Retrieve every line from the records in which the word "comma" occurs.

[[ DATA SECTION open ]]

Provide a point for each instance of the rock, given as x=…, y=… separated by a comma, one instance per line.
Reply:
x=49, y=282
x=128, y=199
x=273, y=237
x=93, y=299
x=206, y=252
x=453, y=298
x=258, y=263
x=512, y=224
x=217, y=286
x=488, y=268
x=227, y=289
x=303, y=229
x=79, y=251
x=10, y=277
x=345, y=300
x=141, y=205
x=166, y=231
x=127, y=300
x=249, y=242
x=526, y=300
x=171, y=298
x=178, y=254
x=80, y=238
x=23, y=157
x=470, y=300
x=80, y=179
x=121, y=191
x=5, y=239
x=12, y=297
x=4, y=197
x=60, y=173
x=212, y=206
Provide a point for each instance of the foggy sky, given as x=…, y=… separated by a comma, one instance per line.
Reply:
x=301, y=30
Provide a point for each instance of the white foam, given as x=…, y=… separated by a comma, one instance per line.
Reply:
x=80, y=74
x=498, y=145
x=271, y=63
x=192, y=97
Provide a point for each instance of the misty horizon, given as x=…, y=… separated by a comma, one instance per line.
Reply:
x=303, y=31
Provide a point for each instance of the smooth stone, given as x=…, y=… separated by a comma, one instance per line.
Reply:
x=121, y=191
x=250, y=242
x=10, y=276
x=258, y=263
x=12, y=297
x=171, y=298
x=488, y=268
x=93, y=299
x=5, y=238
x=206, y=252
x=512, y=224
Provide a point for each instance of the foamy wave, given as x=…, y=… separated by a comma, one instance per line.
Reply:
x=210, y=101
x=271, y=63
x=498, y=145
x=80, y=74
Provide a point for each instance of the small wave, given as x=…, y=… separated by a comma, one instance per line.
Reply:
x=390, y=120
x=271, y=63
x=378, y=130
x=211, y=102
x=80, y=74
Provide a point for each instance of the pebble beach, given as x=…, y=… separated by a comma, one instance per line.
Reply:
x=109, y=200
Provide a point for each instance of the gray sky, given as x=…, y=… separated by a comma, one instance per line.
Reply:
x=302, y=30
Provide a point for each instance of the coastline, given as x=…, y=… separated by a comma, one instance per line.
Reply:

[[ DATA SECTION closed ]]

_RESPONSE TO THE EXERCISE_
Provide a point for each instance of the rock, given as x=…, y=… separated by a comma, one instance per line.
Provide a point for each instance of the foggy sky, given as x=…, y=… separated by a comma, one instance per line.
Provide a point for each instance of the white foam, given as x=…, y=… separated by a comma, one instance per line.
Provide a point for each instance of the misty horizon, given as x=…, y=… separated by a comma, one instance per line.
Provide a point for each instance of the smooth stone, given as x=…, y=… separated by a comma, one instance per line.
Provide a point for each instance of the foamy wave, given as x=…, y=… separated by a comma, one instance per line.
Provide a point for each instance of the small wave, given as x=…, y=… separated by a comma, one instance per line.
Provide a point for each instance of the pebble beach, given as x=…, y=… separated by a comma, one instance per line.
Provide a point for each instance of the gray sky, given as x=…, y=… separated by a comma, one instance per line.
Provide a point for each instance of the coastline, given as x=…, y=… separated by a comma, one instance per line.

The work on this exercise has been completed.